_Problem to work on_
Would you please transcribe exactly the lines from the one containing "Could you please point out the small" through the end of the material below, and only those?
*** Input material Section Begins ***
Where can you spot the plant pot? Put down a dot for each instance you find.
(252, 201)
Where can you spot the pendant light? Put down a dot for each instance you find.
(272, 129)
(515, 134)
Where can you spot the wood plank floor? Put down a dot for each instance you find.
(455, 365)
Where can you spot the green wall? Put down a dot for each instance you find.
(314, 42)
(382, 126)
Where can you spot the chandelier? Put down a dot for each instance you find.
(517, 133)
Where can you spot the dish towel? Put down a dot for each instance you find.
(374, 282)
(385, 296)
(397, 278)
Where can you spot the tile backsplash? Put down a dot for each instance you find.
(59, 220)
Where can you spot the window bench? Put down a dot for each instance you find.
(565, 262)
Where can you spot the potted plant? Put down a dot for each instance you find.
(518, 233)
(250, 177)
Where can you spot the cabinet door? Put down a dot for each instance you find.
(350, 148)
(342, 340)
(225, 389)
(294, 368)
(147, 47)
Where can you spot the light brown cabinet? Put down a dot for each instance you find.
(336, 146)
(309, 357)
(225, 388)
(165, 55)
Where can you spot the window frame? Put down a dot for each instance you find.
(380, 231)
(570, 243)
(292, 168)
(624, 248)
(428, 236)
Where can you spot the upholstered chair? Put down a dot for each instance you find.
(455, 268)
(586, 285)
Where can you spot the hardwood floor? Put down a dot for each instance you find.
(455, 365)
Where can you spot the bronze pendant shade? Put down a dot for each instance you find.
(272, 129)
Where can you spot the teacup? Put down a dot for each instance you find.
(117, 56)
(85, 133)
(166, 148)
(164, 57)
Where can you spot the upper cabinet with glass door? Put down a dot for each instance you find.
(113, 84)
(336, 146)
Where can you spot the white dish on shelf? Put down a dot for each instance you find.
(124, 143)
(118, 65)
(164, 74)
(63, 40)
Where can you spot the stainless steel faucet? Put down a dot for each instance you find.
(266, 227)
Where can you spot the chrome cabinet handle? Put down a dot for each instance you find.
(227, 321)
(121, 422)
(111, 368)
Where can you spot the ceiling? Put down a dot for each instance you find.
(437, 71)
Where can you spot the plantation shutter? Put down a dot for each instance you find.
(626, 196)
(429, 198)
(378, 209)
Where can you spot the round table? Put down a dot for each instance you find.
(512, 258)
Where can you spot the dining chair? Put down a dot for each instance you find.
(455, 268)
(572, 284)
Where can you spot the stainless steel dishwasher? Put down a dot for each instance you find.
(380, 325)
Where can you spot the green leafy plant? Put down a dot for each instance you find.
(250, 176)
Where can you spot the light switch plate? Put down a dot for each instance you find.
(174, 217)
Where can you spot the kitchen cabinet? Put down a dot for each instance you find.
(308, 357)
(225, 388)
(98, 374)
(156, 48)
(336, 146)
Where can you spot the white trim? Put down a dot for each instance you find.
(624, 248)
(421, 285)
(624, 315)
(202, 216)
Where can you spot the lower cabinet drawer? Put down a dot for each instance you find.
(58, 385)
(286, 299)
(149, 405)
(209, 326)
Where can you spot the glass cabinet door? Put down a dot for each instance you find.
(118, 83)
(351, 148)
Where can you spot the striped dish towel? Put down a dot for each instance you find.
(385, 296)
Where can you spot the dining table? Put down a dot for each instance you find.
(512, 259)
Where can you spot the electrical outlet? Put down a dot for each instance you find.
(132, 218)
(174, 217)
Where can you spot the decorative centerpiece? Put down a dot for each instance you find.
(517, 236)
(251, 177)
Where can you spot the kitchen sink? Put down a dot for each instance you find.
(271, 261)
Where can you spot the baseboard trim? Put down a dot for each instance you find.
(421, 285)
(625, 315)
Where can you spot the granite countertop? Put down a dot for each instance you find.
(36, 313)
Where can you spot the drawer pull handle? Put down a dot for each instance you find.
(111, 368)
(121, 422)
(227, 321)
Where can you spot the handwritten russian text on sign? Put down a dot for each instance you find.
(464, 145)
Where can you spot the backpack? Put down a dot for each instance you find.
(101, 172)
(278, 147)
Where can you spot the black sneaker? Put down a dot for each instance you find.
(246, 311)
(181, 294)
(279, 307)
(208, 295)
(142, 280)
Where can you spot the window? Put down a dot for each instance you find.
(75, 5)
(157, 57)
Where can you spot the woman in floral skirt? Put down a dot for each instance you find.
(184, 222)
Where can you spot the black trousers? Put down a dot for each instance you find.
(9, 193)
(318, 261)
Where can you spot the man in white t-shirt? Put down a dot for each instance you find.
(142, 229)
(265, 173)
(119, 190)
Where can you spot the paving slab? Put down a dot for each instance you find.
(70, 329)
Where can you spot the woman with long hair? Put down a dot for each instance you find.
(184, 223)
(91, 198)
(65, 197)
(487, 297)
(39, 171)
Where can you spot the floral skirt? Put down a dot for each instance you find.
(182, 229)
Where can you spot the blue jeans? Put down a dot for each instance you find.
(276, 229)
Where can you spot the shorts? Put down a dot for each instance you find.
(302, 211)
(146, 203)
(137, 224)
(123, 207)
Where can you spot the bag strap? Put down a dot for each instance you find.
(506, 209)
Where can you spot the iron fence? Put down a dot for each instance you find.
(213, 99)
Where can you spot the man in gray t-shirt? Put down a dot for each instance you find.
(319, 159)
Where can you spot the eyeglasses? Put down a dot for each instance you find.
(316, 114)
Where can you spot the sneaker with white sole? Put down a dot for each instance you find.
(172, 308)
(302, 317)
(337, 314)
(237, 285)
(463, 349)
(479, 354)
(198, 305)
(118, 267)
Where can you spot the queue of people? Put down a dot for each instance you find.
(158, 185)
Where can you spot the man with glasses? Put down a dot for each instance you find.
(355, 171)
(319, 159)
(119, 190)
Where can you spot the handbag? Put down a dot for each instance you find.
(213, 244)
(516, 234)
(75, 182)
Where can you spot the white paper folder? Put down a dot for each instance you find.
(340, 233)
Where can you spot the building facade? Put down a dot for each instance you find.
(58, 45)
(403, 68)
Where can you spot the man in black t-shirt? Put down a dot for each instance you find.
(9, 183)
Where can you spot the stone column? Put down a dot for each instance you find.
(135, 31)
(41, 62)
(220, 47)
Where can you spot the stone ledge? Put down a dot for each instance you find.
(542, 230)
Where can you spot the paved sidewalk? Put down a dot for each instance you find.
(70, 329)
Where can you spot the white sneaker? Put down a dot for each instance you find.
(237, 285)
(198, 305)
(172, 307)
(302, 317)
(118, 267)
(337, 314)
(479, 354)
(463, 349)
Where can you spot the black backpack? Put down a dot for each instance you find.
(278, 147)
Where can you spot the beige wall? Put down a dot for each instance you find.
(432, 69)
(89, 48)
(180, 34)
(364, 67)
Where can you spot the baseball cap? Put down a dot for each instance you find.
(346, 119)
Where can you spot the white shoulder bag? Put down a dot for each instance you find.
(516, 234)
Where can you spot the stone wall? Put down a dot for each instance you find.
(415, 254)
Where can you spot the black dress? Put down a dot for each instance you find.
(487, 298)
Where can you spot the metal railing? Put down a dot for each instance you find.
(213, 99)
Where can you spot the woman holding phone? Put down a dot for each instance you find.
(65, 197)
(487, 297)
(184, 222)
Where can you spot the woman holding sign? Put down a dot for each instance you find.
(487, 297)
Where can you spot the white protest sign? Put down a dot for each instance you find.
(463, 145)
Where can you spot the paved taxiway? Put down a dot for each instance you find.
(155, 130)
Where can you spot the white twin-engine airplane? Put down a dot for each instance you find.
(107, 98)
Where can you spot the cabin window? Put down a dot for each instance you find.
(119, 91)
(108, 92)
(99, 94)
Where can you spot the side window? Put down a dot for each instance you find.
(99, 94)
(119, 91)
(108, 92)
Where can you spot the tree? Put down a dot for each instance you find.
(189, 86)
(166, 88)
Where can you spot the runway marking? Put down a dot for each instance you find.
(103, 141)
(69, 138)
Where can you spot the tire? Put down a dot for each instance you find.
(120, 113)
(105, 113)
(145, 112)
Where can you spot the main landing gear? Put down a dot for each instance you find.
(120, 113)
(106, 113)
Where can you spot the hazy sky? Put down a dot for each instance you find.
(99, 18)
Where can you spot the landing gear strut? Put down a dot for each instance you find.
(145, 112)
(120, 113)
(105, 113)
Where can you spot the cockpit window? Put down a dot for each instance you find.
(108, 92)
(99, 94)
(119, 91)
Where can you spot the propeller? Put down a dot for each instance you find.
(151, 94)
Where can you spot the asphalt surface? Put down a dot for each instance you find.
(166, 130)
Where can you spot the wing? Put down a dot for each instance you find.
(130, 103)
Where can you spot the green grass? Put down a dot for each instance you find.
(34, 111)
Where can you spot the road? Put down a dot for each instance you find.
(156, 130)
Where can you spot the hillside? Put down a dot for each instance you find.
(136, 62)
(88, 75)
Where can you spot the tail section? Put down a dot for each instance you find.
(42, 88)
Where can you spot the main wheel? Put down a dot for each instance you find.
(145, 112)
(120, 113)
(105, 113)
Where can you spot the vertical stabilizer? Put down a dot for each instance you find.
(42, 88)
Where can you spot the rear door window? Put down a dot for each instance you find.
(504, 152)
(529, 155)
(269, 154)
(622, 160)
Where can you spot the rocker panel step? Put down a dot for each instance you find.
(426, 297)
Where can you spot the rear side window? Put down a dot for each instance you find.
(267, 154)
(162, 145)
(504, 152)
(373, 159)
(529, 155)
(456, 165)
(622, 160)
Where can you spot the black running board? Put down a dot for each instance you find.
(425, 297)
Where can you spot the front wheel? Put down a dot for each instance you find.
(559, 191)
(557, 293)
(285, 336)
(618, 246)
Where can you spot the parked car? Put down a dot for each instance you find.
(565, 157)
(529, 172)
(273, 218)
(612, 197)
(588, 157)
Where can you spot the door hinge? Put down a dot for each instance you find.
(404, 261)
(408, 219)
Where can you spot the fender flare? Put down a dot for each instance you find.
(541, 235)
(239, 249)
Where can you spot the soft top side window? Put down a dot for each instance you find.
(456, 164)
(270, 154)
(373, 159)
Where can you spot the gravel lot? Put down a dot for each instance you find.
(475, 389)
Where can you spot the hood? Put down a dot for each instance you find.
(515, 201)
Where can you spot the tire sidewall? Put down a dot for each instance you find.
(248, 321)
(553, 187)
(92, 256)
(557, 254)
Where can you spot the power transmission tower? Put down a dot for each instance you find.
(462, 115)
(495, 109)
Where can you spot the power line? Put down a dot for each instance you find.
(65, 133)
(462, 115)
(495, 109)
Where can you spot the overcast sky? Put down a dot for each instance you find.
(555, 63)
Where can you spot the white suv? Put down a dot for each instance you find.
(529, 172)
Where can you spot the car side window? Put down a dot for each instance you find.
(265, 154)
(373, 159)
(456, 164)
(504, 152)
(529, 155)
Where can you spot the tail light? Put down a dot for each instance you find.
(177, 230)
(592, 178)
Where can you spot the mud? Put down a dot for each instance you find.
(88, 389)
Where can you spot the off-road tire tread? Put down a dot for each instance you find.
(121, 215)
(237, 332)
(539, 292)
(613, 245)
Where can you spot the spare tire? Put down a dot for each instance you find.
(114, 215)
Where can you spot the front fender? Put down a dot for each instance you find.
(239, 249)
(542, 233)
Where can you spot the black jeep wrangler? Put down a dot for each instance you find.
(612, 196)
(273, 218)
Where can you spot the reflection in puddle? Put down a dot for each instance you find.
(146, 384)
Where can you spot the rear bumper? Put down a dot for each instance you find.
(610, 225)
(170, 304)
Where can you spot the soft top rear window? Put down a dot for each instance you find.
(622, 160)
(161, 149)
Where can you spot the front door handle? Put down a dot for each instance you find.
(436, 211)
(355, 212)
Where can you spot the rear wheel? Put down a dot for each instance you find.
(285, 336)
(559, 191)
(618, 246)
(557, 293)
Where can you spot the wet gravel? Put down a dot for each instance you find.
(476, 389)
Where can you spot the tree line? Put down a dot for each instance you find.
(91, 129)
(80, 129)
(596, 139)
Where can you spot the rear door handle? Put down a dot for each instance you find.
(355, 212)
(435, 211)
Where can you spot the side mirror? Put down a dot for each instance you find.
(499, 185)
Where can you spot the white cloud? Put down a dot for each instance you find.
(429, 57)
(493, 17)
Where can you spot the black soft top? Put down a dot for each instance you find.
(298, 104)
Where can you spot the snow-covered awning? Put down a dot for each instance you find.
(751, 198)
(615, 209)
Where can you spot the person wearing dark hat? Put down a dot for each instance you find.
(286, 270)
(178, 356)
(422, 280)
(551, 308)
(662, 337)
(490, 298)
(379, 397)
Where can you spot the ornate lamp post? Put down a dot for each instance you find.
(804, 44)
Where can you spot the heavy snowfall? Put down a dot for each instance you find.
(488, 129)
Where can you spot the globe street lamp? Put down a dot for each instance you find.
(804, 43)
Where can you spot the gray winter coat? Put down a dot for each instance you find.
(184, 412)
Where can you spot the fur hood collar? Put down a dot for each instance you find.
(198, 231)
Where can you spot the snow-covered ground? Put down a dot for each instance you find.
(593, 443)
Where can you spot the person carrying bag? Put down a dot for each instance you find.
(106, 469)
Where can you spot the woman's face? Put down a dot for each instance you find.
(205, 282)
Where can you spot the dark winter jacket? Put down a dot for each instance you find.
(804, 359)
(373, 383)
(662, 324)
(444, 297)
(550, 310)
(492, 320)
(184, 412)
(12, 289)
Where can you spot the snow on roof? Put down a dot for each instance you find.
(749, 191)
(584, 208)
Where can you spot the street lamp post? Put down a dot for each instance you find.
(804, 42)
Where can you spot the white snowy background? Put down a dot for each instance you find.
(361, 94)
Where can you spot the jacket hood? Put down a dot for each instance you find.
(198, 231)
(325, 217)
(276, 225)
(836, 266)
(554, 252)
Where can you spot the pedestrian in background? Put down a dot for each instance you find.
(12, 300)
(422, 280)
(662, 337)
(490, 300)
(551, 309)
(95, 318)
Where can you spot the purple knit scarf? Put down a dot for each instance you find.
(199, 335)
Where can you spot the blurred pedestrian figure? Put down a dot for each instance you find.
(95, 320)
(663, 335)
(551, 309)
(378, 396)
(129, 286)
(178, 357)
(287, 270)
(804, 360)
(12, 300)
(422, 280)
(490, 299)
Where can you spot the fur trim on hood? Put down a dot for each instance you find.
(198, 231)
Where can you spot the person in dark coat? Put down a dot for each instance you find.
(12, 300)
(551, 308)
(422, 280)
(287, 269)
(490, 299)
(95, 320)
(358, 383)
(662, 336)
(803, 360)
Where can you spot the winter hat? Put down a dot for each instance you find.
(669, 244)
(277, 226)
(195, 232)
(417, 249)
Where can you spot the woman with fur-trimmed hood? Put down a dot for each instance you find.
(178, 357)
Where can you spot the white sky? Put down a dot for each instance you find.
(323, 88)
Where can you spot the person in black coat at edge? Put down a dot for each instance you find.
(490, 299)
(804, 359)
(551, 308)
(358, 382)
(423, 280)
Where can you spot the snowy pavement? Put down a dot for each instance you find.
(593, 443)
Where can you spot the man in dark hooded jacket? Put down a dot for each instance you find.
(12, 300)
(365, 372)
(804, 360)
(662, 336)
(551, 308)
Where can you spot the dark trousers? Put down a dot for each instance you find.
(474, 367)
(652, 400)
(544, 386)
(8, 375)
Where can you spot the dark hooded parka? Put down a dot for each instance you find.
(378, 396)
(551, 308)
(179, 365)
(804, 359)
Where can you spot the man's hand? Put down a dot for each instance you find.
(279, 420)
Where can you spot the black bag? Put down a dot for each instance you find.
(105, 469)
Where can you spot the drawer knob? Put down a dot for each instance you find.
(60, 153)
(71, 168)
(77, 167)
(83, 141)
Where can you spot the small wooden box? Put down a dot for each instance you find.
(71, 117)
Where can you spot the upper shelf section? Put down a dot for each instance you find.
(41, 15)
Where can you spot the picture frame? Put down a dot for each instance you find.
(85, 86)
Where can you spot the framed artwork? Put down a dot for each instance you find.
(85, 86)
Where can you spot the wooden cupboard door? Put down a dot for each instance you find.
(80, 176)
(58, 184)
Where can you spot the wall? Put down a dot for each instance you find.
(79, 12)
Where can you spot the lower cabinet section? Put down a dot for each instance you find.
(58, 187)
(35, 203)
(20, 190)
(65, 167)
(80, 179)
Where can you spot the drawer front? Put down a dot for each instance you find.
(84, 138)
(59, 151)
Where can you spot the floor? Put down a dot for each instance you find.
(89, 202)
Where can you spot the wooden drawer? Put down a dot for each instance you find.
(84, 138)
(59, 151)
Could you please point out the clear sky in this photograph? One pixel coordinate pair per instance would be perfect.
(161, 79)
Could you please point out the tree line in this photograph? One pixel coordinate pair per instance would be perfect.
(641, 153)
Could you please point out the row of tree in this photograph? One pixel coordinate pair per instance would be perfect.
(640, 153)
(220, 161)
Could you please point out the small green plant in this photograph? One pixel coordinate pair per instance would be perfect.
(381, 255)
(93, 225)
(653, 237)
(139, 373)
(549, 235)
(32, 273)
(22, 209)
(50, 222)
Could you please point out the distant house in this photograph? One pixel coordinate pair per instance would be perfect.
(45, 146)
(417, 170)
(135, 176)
*** Input material Section Ends ***
_The answer_
Could you please point out the small green plant in this photograph? One pixel coordinate pair per instance would be perfect.
(381, 255)
(93, 225)
(653, 237)
(139, 373)
(549, 235)
(32, 273)
(22, 209)
(50, 222)
Could you please point out the distant house in this photograph? One pixel coordinate pair per instance would be perfect.
(45, 146)
(417, 170)
(135, 176)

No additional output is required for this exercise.